▶ DOCUMENT SEGMENT
And what are we to make of it?
My take, not being a believer in those near-death trips actually being a round trip ticket to heaven, and so forth, is that Clara is deeply gifted with intuition. This is partly because she isn’t very gifted with self confidence. Inside of herself, she darned well knows how great her art is, because she is passionately impelled to make it, and she also makes it ‘intuitively’ and perhaps from the unconscious, but not because it is not a product of mind. She identifies with Elle the outcast and despised, and yet she also hears Elle speak with the voice of her own inner ‘Great Teacher.’ Clara is truly a good person, because she can love her own ‘unworthiness’ in other people who appear to be unworthy. She takes a lot of abuse for this, but she keeps bouncing back. CLARA is the miracle.
This leads me to wonder, what kind of relationship to intuition / logic / judgement / sensation / feeling and so forth can we see in the other Three Pines and Surete characters? Gabri seems to be a mass of feeling and sensation. Olivier is still a mystery as yet unrevealed. Jean Guy has, in the Jungian sense, some pretty undifferentiated sensation stuff going on under there, a lot of completely denied emotions including love AND anger. Wow, Louise Penny keeps adding to our knowledge of him brush stroke by brush stroke. And so forth.
Another ‘breath stopping moment’ comes for me when Gamache looks out into the night and sees the darkness slowly coalesce, deepen, and assume the shape of the old Hadley house. This house appears to be some sort of focus of evil or ill will. How do other readers feel about this characterization of a place being kind of the other side of the coin of Three Pines? The ‘heart of darkness’ of this magical community.
What do other people think? And by the way, if participation in the re-read seems to be dropping off, could it be because the discussion questions are so vague and un-provocative? I know they are meant to be inclusive and open ended, but really!!!
Challenge me a little!!!
I love this contrast you make between idyllic Three Pines and the Hadley house. This had not occurred to me before this. Thanks.
Before I started the rereads my memory of the Hadley House from these early books was much more an evil character than I find it so far in the reread. This time around the house just seems sad and dreary. CC hasn’t been here long enough to engrave her nastiness and Ben (in Still Life) had just fabricated the nastiness that was really a projection of his own twisted self.

▶ PROVIDED DATA
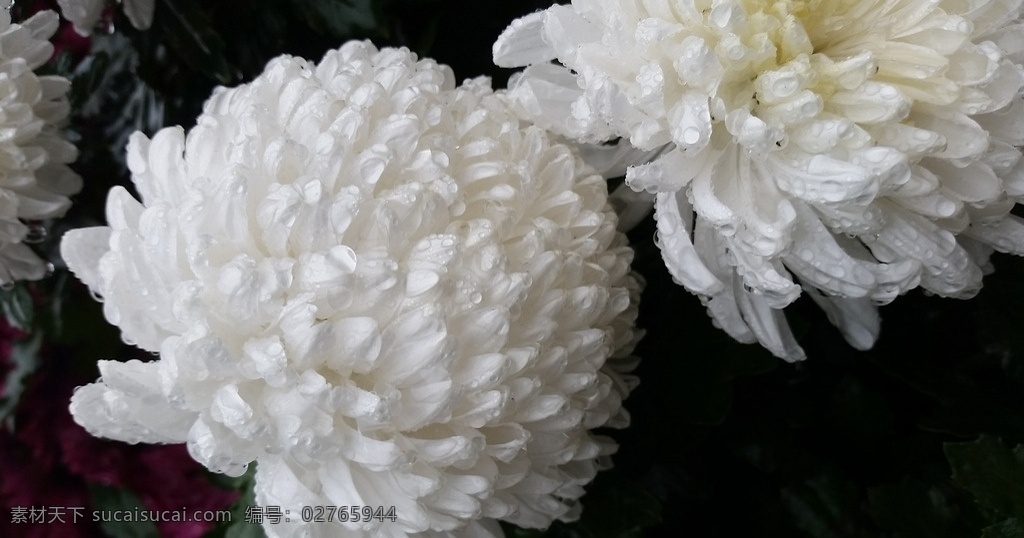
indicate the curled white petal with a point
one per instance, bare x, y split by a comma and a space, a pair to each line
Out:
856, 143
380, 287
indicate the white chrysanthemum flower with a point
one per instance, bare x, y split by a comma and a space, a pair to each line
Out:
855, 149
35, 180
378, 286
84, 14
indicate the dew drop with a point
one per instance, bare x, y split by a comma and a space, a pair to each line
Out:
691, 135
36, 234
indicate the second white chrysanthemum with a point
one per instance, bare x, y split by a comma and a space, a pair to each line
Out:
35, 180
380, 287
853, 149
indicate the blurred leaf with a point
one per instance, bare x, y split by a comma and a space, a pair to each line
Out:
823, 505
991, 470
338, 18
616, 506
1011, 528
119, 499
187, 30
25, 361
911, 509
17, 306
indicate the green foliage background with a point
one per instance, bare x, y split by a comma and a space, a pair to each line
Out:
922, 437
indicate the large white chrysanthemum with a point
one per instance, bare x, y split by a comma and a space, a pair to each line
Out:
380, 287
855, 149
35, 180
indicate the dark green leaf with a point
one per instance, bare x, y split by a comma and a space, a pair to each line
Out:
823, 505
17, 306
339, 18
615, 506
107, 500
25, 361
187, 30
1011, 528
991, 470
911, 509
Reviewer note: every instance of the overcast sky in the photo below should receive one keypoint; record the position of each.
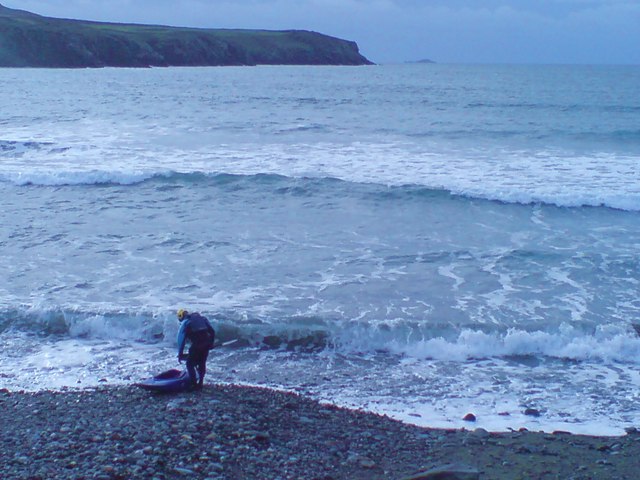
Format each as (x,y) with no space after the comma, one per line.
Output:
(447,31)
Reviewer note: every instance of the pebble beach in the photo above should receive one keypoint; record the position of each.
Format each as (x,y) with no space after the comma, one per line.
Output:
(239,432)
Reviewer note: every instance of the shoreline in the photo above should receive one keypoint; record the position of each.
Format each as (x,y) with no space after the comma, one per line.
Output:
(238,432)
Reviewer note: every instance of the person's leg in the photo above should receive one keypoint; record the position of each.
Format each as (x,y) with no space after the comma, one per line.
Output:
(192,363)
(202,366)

---

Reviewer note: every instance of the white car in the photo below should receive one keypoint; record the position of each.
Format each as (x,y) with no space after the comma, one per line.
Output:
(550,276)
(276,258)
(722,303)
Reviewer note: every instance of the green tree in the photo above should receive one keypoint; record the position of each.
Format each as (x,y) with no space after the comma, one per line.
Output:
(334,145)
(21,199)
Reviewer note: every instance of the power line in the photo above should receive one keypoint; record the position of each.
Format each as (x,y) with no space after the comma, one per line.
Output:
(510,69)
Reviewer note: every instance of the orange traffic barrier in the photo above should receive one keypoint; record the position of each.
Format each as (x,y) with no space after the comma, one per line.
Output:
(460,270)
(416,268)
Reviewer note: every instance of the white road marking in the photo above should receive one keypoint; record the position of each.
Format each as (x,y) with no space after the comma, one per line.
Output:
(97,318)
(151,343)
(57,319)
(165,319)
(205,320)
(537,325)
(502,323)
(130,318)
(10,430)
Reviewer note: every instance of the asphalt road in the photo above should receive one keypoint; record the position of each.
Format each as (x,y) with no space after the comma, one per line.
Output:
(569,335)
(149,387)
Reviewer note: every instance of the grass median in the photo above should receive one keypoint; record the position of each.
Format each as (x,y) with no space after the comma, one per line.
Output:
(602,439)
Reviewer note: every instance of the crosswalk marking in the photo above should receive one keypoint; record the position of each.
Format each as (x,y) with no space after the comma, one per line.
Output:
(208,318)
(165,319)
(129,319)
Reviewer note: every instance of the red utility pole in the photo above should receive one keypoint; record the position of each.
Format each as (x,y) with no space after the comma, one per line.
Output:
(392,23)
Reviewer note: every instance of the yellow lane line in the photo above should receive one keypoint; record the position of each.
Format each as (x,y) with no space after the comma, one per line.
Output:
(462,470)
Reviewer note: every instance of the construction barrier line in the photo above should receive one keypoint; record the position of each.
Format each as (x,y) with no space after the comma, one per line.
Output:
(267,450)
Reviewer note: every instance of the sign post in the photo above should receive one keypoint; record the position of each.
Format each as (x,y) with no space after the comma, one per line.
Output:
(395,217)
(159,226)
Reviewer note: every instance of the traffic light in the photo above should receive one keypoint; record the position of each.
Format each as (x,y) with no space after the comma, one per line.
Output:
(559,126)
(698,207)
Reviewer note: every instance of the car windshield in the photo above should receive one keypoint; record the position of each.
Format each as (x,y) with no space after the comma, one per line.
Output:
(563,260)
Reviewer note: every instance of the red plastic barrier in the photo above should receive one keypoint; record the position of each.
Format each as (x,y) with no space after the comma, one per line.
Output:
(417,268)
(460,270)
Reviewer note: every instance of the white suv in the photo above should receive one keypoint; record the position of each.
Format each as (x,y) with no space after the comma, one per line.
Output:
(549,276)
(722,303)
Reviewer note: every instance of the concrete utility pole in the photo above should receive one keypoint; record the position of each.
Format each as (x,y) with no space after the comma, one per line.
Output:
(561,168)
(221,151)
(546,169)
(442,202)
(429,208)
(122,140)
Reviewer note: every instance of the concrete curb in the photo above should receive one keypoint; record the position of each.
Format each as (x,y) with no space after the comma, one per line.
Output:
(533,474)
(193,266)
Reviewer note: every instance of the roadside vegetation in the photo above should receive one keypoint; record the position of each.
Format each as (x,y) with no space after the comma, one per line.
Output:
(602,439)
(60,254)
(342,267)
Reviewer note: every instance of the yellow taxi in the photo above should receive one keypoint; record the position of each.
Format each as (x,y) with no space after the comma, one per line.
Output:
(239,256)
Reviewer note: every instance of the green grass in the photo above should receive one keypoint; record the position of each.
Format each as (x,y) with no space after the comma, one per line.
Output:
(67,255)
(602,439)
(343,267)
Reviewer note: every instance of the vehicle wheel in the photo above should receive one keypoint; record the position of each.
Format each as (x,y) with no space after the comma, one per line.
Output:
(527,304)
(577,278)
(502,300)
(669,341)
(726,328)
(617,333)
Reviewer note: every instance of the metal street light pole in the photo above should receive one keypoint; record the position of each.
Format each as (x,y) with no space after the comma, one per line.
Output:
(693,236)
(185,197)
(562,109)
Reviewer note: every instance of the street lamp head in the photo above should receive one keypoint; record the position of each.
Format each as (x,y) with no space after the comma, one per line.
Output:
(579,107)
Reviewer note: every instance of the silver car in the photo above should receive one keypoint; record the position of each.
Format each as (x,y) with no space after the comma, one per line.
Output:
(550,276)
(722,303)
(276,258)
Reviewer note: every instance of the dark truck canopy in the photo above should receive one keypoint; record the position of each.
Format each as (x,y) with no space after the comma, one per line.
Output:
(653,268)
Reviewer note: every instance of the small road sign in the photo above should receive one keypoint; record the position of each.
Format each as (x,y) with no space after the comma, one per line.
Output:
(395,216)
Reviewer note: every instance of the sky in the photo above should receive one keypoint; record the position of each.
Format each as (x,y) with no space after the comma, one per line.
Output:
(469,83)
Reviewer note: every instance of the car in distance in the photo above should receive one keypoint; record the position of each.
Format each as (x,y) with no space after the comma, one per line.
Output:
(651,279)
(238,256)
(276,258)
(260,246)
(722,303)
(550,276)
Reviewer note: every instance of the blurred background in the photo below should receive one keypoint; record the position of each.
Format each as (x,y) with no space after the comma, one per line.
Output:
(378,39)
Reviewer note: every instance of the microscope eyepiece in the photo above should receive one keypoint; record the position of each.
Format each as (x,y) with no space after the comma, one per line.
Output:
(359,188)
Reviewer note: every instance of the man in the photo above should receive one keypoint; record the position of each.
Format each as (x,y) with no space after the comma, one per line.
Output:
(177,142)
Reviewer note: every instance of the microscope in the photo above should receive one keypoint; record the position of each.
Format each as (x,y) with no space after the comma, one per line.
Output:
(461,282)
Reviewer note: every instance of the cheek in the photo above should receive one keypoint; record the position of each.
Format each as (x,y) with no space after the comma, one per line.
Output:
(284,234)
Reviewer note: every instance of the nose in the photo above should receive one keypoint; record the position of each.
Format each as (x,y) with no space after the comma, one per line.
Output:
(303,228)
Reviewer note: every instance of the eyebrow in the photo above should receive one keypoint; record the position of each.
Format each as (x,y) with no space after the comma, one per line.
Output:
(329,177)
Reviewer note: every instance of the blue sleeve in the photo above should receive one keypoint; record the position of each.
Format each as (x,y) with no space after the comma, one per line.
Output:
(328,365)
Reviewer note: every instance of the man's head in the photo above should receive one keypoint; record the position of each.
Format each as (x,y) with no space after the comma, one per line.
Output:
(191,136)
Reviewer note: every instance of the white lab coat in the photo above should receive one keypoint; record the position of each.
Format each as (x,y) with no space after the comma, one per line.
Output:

---

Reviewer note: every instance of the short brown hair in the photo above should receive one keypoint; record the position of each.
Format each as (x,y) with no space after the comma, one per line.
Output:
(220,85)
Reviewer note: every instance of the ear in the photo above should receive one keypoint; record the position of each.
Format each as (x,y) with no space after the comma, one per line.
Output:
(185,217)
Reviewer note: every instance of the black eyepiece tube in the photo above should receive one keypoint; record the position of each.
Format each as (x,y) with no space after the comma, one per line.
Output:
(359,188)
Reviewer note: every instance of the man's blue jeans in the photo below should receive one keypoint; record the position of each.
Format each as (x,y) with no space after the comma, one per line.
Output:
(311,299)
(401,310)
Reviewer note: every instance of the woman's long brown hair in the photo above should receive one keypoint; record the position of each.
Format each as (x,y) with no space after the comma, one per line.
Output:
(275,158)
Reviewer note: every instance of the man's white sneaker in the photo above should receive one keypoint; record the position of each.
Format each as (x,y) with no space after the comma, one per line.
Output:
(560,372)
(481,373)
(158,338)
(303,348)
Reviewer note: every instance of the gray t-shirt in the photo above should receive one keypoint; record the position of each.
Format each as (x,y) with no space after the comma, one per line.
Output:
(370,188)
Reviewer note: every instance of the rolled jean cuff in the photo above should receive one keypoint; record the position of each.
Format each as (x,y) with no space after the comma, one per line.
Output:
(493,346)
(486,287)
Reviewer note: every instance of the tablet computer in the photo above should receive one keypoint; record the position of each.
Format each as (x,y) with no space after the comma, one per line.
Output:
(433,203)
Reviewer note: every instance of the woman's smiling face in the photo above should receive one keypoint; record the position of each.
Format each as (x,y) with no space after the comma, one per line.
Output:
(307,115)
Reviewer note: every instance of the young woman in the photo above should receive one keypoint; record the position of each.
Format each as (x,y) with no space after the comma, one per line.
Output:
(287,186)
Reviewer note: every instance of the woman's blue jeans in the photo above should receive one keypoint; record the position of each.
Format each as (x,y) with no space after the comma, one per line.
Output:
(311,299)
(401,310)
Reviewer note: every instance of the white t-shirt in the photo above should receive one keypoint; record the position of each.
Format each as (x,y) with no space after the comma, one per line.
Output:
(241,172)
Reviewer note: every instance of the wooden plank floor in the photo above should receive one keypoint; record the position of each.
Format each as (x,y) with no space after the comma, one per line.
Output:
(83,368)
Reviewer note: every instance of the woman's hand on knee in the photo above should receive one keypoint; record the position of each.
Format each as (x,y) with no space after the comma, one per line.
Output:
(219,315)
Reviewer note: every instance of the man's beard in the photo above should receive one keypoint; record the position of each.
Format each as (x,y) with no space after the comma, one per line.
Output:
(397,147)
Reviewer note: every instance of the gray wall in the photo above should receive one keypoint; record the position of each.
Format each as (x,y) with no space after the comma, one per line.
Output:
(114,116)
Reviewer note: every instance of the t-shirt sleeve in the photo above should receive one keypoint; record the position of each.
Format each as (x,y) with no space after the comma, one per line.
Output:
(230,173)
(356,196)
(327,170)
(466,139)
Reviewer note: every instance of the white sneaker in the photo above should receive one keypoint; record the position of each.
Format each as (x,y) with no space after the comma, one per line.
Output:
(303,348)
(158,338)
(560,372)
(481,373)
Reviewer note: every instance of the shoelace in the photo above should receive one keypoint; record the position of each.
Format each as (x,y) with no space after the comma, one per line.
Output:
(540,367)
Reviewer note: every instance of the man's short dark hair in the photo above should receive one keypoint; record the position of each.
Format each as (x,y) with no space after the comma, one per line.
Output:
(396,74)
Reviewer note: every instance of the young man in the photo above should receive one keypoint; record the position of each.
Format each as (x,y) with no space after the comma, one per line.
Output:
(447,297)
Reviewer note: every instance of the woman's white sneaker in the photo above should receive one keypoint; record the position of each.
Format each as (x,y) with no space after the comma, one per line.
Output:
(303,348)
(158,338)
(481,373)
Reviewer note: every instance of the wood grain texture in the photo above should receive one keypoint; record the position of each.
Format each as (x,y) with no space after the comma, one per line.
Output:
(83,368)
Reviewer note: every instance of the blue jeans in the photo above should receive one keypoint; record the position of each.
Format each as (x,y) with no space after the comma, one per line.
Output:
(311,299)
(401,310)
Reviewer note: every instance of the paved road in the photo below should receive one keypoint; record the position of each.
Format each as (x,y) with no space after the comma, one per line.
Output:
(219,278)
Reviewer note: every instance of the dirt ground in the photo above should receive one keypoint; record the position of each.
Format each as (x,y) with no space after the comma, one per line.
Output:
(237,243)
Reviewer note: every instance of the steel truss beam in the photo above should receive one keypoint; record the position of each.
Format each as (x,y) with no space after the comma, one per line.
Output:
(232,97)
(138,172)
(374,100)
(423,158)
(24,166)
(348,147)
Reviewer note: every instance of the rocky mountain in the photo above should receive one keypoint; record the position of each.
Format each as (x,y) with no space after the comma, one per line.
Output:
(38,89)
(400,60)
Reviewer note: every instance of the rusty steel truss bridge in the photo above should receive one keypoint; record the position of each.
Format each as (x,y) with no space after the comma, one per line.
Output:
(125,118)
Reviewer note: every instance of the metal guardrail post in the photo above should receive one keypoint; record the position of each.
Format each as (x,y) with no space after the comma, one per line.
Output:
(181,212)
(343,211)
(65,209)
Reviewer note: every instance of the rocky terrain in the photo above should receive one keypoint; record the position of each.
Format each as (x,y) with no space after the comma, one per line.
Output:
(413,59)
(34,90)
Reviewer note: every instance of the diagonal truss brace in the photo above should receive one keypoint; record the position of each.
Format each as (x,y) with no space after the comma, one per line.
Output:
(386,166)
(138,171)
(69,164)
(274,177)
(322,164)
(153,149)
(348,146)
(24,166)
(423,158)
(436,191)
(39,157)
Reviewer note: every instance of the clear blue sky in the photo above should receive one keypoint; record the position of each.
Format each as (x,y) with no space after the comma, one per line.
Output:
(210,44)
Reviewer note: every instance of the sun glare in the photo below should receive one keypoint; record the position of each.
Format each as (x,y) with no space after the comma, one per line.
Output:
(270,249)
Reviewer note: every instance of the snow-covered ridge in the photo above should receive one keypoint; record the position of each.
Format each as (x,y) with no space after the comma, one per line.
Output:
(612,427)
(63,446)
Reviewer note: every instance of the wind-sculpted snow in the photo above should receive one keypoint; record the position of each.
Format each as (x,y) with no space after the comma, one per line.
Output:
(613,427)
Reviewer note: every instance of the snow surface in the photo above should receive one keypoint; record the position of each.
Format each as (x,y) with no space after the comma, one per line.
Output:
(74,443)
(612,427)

▶ WRITTEN PROBLEM
Write the next part of the reader discussion about the Three Pines books, picking up right after its last comment. The records have nothing to do with this.

▶ THE REPLY
I love what you said about Jean-Guy, and how Louise is adding to our knowledge of him brushstroke by brushstroke. He is my favorite character, because there is always something else you want to find out about him. I reread the whole series with that goal, and I still have more questions that I want answered in future books.
Hi Patricia!
Your comments about Jean-Guy struck a chord with me. I believe we want to learn more and more because Louise is having us fall in love with this “loosely wrapped but tightly wound” and, in spite of what he would want you to believe about him, terribly vulnerable soul. This is a cruel but necessary ploy on her part because of what the Fates have
in store for our ‘gars’ from the wrong side of the tracks.
When something horrible happens in a particular place, the location often seems to take on the essence of the experience. The Hadley house was an ominous presence throughout the book. I can remember as a child being afraid of an old trailer in town that seemed haunted and dark and foreboding. Even now I shiver at the thought of it.
How about assumptions in connection with the Hadley house? Everybody assumed what Ben said was so. It wasn’t. Actually a lovely woman lived there. Everybody is assuming it’s evil. They are projecting their assumptions onto the house.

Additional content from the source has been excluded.